■ Your objective
For each entry that follows, write out an identical copy.

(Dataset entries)
——

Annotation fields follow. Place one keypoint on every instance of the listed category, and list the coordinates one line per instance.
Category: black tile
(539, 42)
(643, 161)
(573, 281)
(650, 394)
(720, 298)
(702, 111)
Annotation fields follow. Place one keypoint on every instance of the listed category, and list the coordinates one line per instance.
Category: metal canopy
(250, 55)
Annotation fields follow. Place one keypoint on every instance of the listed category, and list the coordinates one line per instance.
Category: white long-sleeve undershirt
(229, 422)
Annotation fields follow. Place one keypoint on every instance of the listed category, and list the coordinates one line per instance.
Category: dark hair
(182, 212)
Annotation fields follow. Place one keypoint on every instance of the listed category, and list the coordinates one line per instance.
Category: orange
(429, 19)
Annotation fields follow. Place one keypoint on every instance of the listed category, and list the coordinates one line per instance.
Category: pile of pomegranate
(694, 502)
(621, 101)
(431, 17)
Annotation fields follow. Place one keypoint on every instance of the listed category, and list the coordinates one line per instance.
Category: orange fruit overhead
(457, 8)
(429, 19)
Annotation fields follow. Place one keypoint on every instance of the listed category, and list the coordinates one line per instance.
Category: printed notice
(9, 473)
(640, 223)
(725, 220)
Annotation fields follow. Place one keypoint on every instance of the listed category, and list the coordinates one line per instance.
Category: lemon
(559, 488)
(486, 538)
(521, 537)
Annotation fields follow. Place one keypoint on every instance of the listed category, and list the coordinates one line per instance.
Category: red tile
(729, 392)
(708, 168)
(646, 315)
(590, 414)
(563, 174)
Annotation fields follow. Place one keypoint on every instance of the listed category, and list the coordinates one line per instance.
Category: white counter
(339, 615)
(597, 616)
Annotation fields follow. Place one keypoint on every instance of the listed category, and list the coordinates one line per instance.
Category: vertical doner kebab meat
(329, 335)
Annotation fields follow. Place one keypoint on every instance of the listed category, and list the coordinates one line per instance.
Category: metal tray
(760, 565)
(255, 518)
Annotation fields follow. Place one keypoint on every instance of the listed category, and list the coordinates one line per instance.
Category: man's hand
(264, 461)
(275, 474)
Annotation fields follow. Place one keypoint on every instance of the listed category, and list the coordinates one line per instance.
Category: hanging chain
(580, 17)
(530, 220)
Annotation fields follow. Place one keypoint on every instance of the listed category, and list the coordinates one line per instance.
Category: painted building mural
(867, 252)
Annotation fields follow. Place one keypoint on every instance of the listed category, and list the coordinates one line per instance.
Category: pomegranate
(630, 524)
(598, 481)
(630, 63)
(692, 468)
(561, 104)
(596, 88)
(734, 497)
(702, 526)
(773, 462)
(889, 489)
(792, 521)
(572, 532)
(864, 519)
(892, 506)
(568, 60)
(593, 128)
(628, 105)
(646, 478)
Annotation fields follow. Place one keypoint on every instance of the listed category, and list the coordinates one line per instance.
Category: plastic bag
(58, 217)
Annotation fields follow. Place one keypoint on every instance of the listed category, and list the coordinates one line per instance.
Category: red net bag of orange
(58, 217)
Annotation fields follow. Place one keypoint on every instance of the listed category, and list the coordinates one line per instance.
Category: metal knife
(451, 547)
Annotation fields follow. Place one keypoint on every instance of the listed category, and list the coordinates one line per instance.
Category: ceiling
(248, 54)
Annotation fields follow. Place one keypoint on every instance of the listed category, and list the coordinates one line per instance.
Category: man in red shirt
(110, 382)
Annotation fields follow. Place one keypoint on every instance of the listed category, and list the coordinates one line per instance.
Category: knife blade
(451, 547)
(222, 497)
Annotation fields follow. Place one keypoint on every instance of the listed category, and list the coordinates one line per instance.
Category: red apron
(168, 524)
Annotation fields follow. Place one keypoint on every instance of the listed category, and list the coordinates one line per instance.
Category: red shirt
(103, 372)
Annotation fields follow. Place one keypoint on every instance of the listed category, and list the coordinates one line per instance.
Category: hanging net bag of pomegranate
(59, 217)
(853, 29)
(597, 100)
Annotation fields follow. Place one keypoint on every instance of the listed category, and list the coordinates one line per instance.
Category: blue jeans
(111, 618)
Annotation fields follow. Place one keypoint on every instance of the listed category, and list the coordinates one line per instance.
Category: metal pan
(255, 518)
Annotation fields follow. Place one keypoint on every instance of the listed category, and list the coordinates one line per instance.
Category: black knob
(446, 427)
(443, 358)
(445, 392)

——

■ Response to this exercise
Annotation fields follow. Place one keypoint on every instance of the listed category, and list the coordinates one line per instance.
Category: black tile
(539, 42)
(643, 161)
(573, 281)
(650, 394)
(720, 298)
(702, 111)
Annotation fields follow. Place one keypoint on every instance of the listed category, and list the coordinates one line per instance.
Category: metal canopy
(250, 55)
Annotation fields follow. Place one keypoint on every instance of the listed category, and list the coordinates one line per instance.
Category: white long-sleeve undershirt
(229, 422)
Annotation fields follow. Place one keypoint on every instance of the listed category, and list the coordinates one line per instance.
Category: dark hair
(182, 212)
Annotation fields follow. Place one keypoint on every instance of the listed category, and list the coordinates one line per instance.
Category: orange
(429, 19)
Annotation fields follow. Place one keypoint on every instance of the listed category, and list the coordinates one line per instance.
Category: pile of pomegranate
(694, 502)
(621, 101)
(431, 17)
Annotation fields follow. Place one keypoint on every instance of the listed category, and list the coordinates one line per instance.
Category: orange fruit overhead
(457, 8)
(429, 19)
Annotation fields follow. Place one keypoint on every instance of the listed category, and list the coordinates one line per instance.
Category: printed notice
(9, 473)
(640, 223)
(725, 220)
Annotation fields follow. Place one keypoint on every instance of the listed category, and list the coordinates one line per instance.
Category: lemon
(559, 488)
(486, 538)
(521, 537)
Annotation fields follow. Place one keypoint on every instance of the listed category, and list the coordinates one line per instance.
Category: red tile
(729, 392)
(708, 168)
(646, 315)
(590, 414)
(563, 174)
Annotation fields follow. Place one keypoint on every instance of the listed category, and list the coordinates one line per instance.
Category: white counter
(339, 615)
(597, 616)
Annotation fields follow. Place one keypoint on every instance of the listed category, and list the coordinates one line per instance.
Category: vertical doner kebab meat
(329, 335)
Annotation fields follow. Place one keypoint on every instance of the listed category, and list the coordinates one line per instance.
Category: metal tray
(760, 565)
(255, 518)
Annotation fields follow. Place one keypoint on every instance of the listed category, and list the coordinates one line per instance.
Category: man's hand
(264, 461)
(275, 474)
Annotation fields follow. Place one keypoint on every instance of the listed category, and list the coordinates one line per instance.
Category: hanging chain
(580, 17)
(530, 220)
Annotation fields follow. Place one keypoint on every instance of the listed category, and list the coordinates one line per instance.
Category: painted building mural
(867, 252)
Annotation fields follow. Place one keypoint on every instance of the listed category, and list the coordinates one line per instance.
Category: pomegranate
(630, 524)
(598, 481)
(630, 63)
(692, 468)
(561, 104)
(596, 88)
(734, 497)
(702, 526)
(773, 462)
(889, 489)
(792, 521)
(572, 532)
(864, 519)
(892, 506)
(568, 60)
(593, 128)
(628, 105)
(646, 478)
Annotation fields follow. Place one keypoint on every instance of the listed category, and list the coordinates one line per instance.
Category: plastic bag
(58, 217)
Annotation fields follow. Place one keypoint on every instance of the listed category, and list the coordinates one line per instance.
Category: red net bag of orange
(58, 217)
Annotation fields follow. Place one keypoint on every instance of the listed category, and list the coordinates one line per instance.
Category: metal knife
(451, 547)
Annotation fields follow. Place one keypoint on every instance of the listed category, and list the coordinates one line per instance.
Category: ceiling
(248, 54)
Annotation fields follow. Place one keypoint on every instance of the listed category, and list the coordinates one line per instance.
Category: man in red shirt
(110, 382)
Annotation fields follow. Place one keypoint on every instance of the listed category, and list the coordinates one line per instance.
Category: knife blade
(451, 547)
(222, 497)
Annotation fields follow. Place one keypoint on every instance of the listed category, and list the coordinates one line per instance.
Category: red apron
(168, 524)
Annotation fields follow. Place one keypoint on every instance of the listed category, and list the coordinates one line per instance.
Category: red shirt
(103, 372)
Annotation fields follow. Place one keypoint on every instance of the listed category, and list the coordinates one line per instance.
Category: hanging net bag of pomegranate
(59, 217)
(853, 29)
(597, 100)
Annotation fields follow. Place one keypoint on every instance of the listed category, and list the coordinates one line per instance.
Category: blue jeans
(111, 618)
Annotation fields follow. Place one keypoint on every instance of the listed category, and list the coordinates one line per instance.
Category: metal pan
(255, 518)
Annotation fields follow. Place one keypoint on every instance of the listed category, and list the coordinates one line per instance.
Category: black knob
(446, 427)
(443, 358)
(445, 392)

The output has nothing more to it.